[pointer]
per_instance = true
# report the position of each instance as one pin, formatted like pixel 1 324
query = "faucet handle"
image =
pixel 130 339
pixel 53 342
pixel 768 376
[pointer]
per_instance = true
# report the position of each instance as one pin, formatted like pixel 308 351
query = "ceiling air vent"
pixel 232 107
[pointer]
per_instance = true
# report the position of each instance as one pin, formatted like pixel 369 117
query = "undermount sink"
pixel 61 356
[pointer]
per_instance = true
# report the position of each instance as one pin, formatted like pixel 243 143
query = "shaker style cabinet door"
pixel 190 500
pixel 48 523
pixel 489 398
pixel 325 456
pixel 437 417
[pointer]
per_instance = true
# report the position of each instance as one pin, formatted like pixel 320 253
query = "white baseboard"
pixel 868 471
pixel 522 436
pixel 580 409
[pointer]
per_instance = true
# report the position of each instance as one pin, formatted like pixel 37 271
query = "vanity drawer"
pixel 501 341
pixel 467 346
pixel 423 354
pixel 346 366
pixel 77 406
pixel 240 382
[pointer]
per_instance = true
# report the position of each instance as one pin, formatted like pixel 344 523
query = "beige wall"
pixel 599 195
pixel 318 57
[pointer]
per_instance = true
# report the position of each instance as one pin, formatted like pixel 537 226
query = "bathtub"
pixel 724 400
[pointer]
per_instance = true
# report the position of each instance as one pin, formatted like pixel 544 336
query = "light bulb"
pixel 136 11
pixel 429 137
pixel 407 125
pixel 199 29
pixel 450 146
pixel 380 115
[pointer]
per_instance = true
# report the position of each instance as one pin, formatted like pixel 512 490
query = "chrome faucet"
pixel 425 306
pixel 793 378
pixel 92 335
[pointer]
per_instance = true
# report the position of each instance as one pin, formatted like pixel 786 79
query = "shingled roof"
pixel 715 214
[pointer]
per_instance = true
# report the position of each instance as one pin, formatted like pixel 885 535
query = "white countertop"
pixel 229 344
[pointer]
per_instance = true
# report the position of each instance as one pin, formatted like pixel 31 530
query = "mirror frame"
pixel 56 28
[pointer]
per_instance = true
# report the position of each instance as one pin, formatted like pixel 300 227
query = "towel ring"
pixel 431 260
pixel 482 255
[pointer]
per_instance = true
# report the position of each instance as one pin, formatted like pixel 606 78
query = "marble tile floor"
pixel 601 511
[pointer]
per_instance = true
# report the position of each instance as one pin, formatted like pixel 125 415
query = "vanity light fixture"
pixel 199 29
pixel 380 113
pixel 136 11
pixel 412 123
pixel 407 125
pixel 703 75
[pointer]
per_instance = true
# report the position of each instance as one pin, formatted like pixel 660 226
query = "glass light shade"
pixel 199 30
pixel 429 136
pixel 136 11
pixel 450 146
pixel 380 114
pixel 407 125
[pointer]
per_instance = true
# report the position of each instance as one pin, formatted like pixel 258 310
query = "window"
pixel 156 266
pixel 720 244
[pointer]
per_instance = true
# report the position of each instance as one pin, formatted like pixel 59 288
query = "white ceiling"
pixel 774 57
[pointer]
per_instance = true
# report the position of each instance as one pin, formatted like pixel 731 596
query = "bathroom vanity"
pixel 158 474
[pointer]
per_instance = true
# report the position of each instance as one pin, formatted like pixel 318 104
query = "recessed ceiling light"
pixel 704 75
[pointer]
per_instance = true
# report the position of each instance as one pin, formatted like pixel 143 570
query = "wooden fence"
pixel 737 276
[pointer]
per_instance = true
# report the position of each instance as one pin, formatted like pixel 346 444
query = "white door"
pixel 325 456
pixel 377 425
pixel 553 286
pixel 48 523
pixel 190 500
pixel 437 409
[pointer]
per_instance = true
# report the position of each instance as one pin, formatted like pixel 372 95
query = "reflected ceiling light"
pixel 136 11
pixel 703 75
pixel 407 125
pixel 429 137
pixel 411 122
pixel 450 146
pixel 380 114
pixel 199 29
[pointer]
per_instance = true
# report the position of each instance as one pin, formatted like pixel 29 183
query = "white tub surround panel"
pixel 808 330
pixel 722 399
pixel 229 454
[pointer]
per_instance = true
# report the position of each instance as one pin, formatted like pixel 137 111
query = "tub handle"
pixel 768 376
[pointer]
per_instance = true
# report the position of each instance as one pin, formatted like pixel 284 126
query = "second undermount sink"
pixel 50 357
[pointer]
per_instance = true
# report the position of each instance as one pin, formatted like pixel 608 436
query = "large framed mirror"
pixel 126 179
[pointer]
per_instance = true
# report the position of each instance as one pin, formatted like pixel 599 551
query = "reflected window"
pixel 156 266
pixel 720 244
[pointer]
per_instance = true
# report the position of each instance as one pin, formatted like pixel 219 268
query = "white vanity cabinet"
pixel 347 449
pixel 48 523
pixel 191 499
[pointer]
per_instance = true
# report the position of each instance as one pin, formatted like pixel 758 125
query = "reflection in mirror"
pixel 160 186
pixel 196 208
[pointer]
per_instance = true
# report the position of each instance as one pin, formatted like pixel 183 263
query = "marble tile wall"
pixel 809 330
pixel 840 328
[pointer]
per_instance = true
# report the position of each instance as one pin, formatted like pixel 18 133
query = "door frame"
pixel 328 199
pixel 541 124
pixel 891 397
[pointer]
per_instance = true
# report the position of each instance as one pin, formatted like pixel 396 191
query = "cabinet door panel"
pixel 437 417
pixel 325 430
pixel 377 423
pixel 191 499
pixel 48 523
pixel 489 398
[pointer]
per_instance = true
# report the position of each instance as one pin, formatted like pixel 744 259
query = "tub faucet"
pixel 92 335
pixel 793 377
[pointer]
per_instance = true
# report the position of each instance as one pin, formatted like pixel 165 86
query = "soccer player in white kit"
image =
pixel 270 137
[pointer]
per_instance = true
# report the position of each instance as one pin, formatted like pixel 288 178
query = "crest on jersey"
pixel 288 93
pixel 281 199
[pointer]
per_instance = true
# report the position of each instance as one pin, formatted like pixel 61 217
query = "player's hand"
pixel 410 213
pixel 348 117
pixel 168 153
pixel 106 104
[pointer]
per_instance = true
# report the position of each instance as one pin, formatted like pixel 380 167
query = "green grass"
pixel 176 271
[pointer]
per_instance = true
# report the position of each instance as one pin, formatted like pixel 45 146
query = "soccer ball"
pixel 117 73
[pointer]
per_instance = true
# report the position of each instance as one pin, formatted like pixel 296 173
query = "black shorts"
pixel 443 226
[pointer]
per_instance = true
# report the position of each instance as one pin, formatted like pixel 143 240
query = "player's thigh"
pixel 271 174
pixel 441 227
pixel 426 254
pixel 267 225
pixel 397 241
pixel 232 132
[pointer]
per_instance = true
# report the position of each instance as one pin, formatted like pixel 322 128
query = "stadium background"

◆ Work instructions
Word for word, write out all of the data above.

◆ Your response
[pointer]
per_instance = true
# report the position of each instance as one pin, formatted like pixel 1 324
query = "faucet handle"
image =
pixel 130 339
pixel 53 342
pixel 768 376
[pointer]
per_instance = true
# report the position of each instance as one pin, formatted like pixel 308 351
query = "ceiling air vent"
pixel 232 107
[pointer]
per_instance = true
# report the position of each instance as one pin, formatted like pixel 369 117
query = "undermount sink"
pixel 61 356
[pointer]
per_instance = true
# report the position of each instance as one pin, formatted like pixel 243 143
query = "shaker style cabinet door"
pixel 190 500
pixel 48 523
pixel 489 398
pixel 325 456
pixel 437 417
[pointer]
per_instance = true
# report the position of each instance as one pin, formatted like pixel 320 253
query = "white baseboard"
pixel 868 471
pixel 522 436
pixel 580 409
[pointer]
per_instance = true
# report the position of each instance as one pin, formatted like pixel 37 271
query = "vanity drawer"
pixel 501 341
pixel 467 346
pixel 423 354
pixel 346 366
pixel 77 406
pixel 240 382
[pointer]
per_instance = true
# report the position of each instance as one pin, formatted like pixel 344 523
query = "beige wall"
pixel 599 195
pixel 318 57
[pointer]
per_instance = true
# report the position of each instance as one pin, formatted like pixel 537 226
query = "bathtub"
pixel 724 400
[pointer]
per_instance = true
# report the position of each instance as one pin, formatted like pixel 544 336
query = "light bulb"
pixel 136 11
pixel 429 137
pixel 407 125
pixel 199 29
pixel 450 146
pixel 380 115
[pointer]
per_instance = true
# report the position of each instance as one pin, formatted like pixel 512 490
query = "chrome faucet"
pixel 425 306
pixel 793 378
pixel 92 335
[pointer]
per_instance = true
# report the position of each instance as one pin, formatted like pixel 786 79
query = "shingled roof"
pixel 715 214
[pointer]
per_instance = true
# report the position of each instance as one pin, formatted like pixel 885 535
query = "white countertop"
pixel 229 344
[pointer]
per_instance = true
# report the position of each instance as one pin, formatted like pixel 31 530
query = "mirror frame"
pixel 56 28
[pointer]
per_instance = true
# report the position of each instance as one pin, formatted like pixel 300 227
query = "towel ring"
pixel 431 260
pixel 482 255
[pointer]
per_instance = true
# report the position of each instance as one pin, formatted like pixel 606 78
query = "marble tile floor"
pixel 601 511
[pointer]
per_instance = true
# report the position of each instance as one pin, formatted like pixel 125 415
query = "vanity light fixture"
pixel 199 29
pixel 380 113
pixel 136 11
pixel 412 123
pixel 407 125
pixel 703 75
[pointer]
per_instance = true
# report the position of each instance as one pin, formatted like pixel 660 226
query = "glass light shade"
pixel 199 30
pixel 429 136
pixel 136 11
pixel 450 146
pixel 380 114
pixel 407 125
[pointer]
per_instance = true
# report the position of each instance as one pin, formatted like pixel 258 310
query = "window"
pixel 156 266
pixel 720 244
[pointer]
per_instance = true
# report the position of each instance as one pin, formatted like pixel 59 288
query = "white ceiling"
pixel 774 57
[pointer]
per_instance = true
# report the position of each instance as one pin, formatted like pixel 731 596
query = "bathroom vanity"
pixel 158 474
[pointer]
per_instance = true
# report the position of each instance as one pin, formatted like pixel 318 104
query = "recessed ceiling light"
pixel 704 75
[pointer]
per_instance = true
# report the position of each instance as one pin, formatted like pixel 143 570
query = "wooden fence"
pixel 737 276
[pointer]
per_instance = true
# report the position of each instance as one pin, formatted like pixel 346 444
query = "white door"
pixel 325 456
pixel 377 425
pixel 553 286
pixel 48 523
pixel 190 500
pixel 437 409
[pointer]
per_instance = true
# report the position of each instance as one pin, formatted like pixel 372 95
query = "reflected ceiling light"
pixel 136 11
pixel 703 75
pixel 407 125
pixel 429 137
pixel 411 122
pixel 450 146
pixel 380 114
pixel 199 29
[pointer]
per_instance = true
# report the position of each instance as one pin, formatted like pixel 29 183
query = "white tub surround panel"
pixel 808 330
pixel 722 399
pixel 229 454
[pointer]
per_instance = true
# report the position of each instance as one pin, formatted like pixel 137 111
query = "tub handle"
pixel 768 376
[pointer]
per_instance = true
# report the position of each instance as one pin, formatted like pixel 284 126
query = "second undermount sink"
pixel 50 357
[pointer]
per_instance = true
# report the position of each instance as one pin, formatted like pixel 608 436
query = "large framed mirror"
pixel 126 179
[pointer]
per_instance = true
# report the position of each instance as one pin, formatted like pixel 599 551
query = "reflected window"
pixel 156 266
pixel 720 244
[pointer]
per_instance = true
# report the position of each instance as one pin, formatted like pixel 219 268
query = "white vanity cabinet"
pixel 347 449
pixel 48 523
pixel 191 499
[pointer]
per_instance = true
# report the position of each instance as one pin, formatted like pixel 758 125
query = "reflection in mirror"
pixel 160 186
pixel 196 208
[pointer]
per_instance = true
# report the position of each instance as one pin, formatted like pixel 183 263
query = "marble tile wall"
pixel 809 330
pixel 840 328
[pointer]
per_instance = true
# report the position of each instance as one pin, formatted like pixel 18 133
query = "door frame"
pixel 328 199
pixel 541 124
pixel 891 397
[pointer]
per_instance = true
# report the position of each instance as one pin, formatted like pixel 396 191
query = "cabinet door panel"
pixel 437 417
pixel 325 430
pixel 377 423
pixel 191 499
pixel 48 523
pixel 489 398
[pointer]
per_instance = true
# report the position of each instance as one pin, formatted like pixel 744 259
query = "tub faucet"
pixel 92 335
pixel 793 377
[pointer]
per_instance = true
# report the position of each instance as one pin, formatted like pixel 165 86
query = "soccer player in white kit"
image =
pixel 270 137
[pointer]
per_instance = true
# report the position of each instance as one pin, formatted like pixel 288 178
query = "crest on jersey"
pixel 288 93
pixel 281 199
[pointer]
per_instance = true
# report the position of each instance as one pin, formatted like pixel 61 217
query = "player's hand"
pixel 410 213
pixel 348 117
pixel 168 153
pixel 106 104
[pointer]
per_instance = true
# report the position of each instance as one pin, formatted like pixel 380 167
query = "green grass"
pixel 176 271
[pointer]
per_instance = true
# report the position of each instance as one pin, formatted like pixel 45 146
query = "soccer ball"
pixel 117 73
[pointer]
per_instance = true
# report the position of each instance as one pin, formatted like pixel 296 173
query = "black shorts"
pixel 443 226
[pointer]
per_instance = true
# report the position of each instance as one pin, formatted like pixel 143 240
query = "player's thigh"
pixel 271 174
pixel 441 227
pixel 426 254
pixel 267 225
pixel 397 241
pixel 232 132
[pointer]
per_instance = true
# report the position of each instance as one pin, formatted like pixel 322 128
query = "stadium background"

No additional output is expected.